Extract to read =>
Sweet
diesel! Scientists have discovered a process to convert sugar directly
into renewable diesel that could replace fossil fuels used in vehicles.
University of California, Berkeley
scientists found that a long-abandoned fermentation process once used to
turn starch into explosives can be used to produce renewable diesel.
Researchers teamed up to produce diesel
fuel from the products of a bacterial fermentation discovered nearly 100
years ago by the first president of Israel, chemist Chaim Weizmann. The
retooled process produces a mix of products that contain more energy
per gallon than ethanol that is used today in transportation fuels and
could be commercialised within 5-10 years.
While the fuel's cost is still higher
than diesel or gasoline made from fossil fuels, scientists said the
process would drastically reduce greenhouse gas emissions from
transportation, one of the major contributors to global climate change.
What I am really excited about is that this is a fundamentally different
way of taking feed-stocks sugar or starch and making all sorts of
renewable things, from fuels to commodity chemicals like plastics, said
Dean Toste, professor of chemistry and co-author in a statement.

Problems to solve =>
**1.** According to the article on turning sugar into diesel, who discovered the bacterial fermentation nearly 100 years ago?
**2.** Recast the paragraph beginning "Researchers teamed up to produce diesel" from the sugar-to-diesel article as a short bulleted list that keeps its main facts.
**3.** Carry on the article about making diesel from sugar, picking up right after its final sentence.

Saved entries =>
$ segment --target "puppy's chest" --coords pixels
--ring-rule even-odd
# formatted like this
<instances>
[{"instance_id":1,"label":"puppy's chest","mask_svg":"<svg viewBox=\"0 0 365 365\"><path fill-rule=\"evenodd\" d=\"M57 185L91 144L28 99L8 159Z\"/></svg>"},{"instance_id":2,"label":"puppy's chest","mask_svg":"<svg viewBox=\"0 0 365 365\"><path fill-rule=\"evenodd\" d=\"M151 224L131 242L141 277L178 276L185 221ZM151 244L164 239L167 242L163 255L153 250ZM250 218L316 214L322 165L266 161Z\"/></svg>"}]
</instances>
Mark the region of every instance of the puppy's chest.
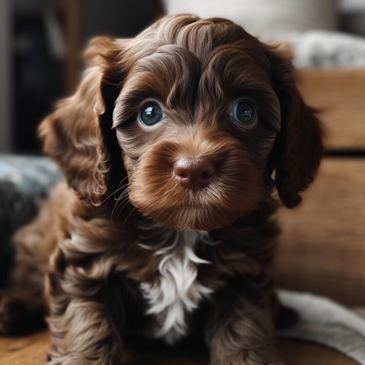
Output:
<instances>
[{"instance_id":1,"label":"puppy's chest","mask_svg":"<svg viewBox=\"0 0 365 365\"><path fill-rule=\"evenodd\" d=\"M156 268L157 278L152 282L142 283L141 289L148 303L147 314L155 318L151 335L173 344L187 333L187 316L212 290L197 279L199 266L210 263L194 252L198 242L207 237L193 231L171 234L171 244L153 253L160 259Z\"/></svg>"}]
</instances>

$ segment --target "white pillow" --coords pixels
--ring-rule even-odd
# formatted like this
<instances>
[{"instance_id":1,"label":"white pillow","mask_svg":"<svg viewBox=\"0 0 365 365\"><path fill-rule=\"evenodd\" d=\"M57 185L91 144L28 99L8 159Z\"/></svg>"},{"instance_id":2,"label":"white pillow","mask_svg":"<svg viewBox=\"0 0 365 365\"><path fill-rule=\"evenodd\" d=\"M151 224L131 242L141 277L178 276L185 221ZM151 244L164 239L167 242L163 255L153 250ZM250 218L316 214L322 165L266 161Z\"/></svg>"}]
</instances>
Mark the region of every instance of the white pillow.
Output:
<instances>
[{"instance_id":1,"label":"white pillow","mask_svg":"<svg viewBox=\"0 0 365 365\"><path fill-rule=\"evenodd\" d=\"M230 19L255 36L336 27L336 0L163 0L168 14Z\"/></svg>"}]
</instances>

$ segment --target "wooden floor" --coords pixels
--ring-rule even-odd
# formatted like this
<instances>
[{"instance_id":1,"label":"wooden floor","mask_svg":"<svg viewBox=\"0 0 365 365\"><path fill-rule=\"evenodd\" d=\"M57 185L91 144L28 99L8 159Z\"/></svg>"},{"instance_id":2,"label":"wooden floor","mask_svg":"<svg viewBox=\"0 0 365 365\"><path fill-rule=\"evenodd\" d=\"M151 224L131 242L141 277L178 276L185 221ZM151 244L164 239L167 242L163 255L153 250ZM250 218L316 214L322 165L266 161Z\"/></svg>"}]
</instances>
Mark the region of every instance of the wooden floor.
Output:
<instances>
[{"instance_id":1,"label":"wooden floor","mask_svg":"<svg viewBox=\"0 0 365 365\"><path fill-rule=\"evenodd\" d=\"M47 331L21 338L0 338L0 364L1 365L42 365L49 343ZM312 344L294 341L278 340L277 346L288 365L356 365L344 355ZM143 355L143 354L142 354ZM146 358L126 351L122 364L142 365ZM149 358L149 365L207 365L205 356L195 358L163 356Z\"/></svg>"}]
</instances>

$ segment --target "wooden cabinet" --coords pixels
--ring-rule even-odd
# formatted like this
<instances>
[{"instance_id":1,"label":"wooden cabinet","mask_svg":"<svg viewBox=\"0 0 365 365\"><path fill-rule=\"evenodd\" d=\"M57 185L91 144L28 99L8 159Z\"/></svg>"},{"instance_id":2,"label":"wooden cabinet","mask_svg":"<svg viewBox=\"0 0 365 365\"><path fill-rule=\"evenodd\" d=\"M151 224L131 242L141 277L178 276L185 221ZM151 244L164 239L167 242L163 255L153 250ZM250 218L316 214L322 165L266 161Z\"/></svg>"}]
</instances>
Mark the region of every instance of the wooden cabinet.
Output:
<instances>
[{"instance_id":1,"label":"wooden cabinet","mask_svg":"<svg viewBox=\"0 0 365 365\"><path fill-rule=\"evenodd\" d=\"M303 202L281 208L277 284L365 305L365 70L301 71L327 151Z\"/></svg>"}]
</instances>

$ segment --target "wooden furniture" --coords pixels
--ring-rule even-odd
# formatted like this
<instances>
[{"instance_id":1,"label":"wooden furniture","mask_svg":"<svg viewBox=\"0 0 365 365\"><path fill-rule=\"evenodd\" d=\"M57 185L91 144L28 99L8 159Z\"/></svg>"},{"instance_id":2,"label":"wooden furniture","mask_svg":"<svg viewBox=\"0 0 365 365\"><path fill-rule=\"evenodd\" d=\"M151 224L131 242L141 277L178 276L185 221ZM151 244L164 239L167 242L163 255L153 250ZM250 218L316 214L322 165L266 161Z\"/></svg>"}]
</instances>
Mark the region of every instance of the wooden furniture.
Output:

Exercise answers =>
**1.** Chaim Weizmann, a chemist and the first president of Israel.

**2.**
- Researchers produced diesel fuel from the products of a bacterial fermentation discovered nearly 100 years ago by chemist Chaim Weizmann, the first president of Israel.
- The retooled process yields a mix of products with more energy per gallon than the ethanol used today in transportation fuels.
- It could be commercialized within 5-10 years.

**3.**
The late Weizmann's process employs the
bacterium Clostridium acetobutylicum to ferment sugars into acetone,
butanol and ethanol. Researchers developed a way of extracting the
acetone and butanol from the fermentation mixture while leaving most of
the ethanol behind, while developing a catalyst that converted this
ideally-proportioned brew into a mix of long-chain hydrocarbons that
resembles the combination of hydrocarbons in diesel fuel. Tests showed
that it burned about as well as normal petroleum-based diesel fuel.
It looks very compatible with diesel,
and can be blended like diesel to suit summer or winter driving
conditions in different states, said coauthor Harvey Blanch. The process
is versatile enough to use a broad range of renewable starting
materials, from corn sugar (glucose) and cane sugar (sucrose) to starch,
and would work with non-food feed-stocks such as grass, trees or field
waste in cellulosic processes.
You can tune the size of your
hydrocarbons based on the reaction conditions to produce the lighter
hydrocarbons typical of gasoline, or the longer-chain hydrocarbons in
diesel, or the branched chain hydrocarbons in jet fuel, Toste said.